• **TASK TO COMPLETE**: Which films does the text below on Frank Capra and Robert Riskin name as sharing Capra's common themes?

When one thinks of famous Hollywood collaborations, the first thing to come to mind is a famous actor/actress team like William Powell and Myrna Loy or a director/actor pair like John Ford and John Wayne. A director/writer isn't something that springs to mind but if it does, then it is probably the directing and writing team of Frank Capra and Robert Riskin.
When you interview Capra, all he will talk about is Riskin, and when you interview Riskin, all he wants to talk about is Capra.
- 1936 feature by Dudly Early (McBride, 298)
The films of Frank Capra are instantly recognizable with their common themes of the common man from a small town with high ideals who meets and overcomes corruption out in the big world, whether it's politicians, business tycoons, or mean old men who own the town. It's a Wonderful Life, Meet John Doe, Mr. Smith Goes to Washington, Mr. Deeds Goes to Town: all of these share these themes (as well as a mostly familiar cast with either Jimmy Stewart or Gary Cooper at the helm). While these films have been called "Capra-corn" by some, they did and still do inspire the people of the world to fight evil and hope for a better future for mankind. They instill hope and patriotism and truly embody the spirit upon which America was founded.
But where did the words that inspire these feelings come from? Well, mostly from Robert Riskin.

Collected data
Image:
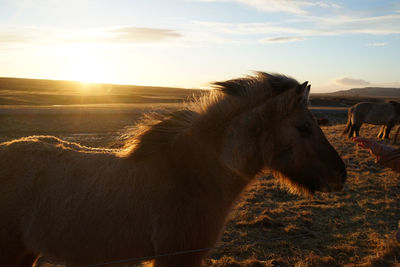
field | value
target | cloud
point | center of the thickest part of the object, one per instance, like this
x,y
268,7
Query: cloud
x,y
99,35
377,44
288,6
135,34
297,28
351,81
282,39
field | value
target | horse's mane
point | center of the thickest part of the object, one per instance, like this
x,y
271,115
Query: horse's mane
x,y
229,99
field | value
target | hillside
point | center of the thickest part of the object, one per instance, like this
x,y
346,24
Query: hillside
x,y
16,91
369,92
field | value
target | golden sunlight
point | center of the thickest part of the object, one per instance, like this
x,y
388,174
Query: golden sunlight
x,y
86,65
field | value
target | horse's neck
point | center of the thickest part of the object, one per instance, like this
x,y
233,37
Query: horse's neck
x,y
235,139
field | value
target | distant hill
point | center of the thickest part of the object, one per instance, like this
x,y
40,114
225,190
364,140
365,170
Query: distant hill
x,y
369,92
17,91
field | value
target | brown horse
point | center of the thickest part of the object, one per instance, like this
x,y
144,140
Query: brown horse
x,y
385,114
169,191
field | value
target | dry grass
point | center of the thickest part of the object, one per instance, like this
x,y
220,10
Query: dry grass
x,y
268,226
354,227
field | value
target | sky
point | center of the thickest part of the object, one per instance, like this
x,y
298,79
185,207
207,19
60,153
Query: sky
x,y
335,45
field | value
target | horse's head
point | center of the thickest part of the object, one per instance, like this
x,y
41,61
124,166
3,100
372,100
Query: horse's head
x,y
297,150
275,130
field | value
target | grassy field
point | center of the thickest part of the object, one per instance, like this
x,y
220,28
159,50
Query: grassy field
x,y
268,226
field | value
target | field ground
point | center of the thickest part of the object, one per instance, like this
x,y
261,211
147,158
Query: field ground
x,y
268,226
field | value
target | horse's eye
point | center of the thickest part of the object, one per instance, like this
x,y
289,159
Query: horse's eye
x,y
304,129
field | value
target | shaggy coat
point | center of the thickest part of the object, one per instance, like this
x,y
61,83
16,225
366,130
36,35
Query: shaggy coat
x,y
385,114
169,190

• **OUTPUT BELOW**:
It's a Wonderful Life
Meet John Doe
Mr. Smith Goes to Washington
Mr. Deeds Goes to Town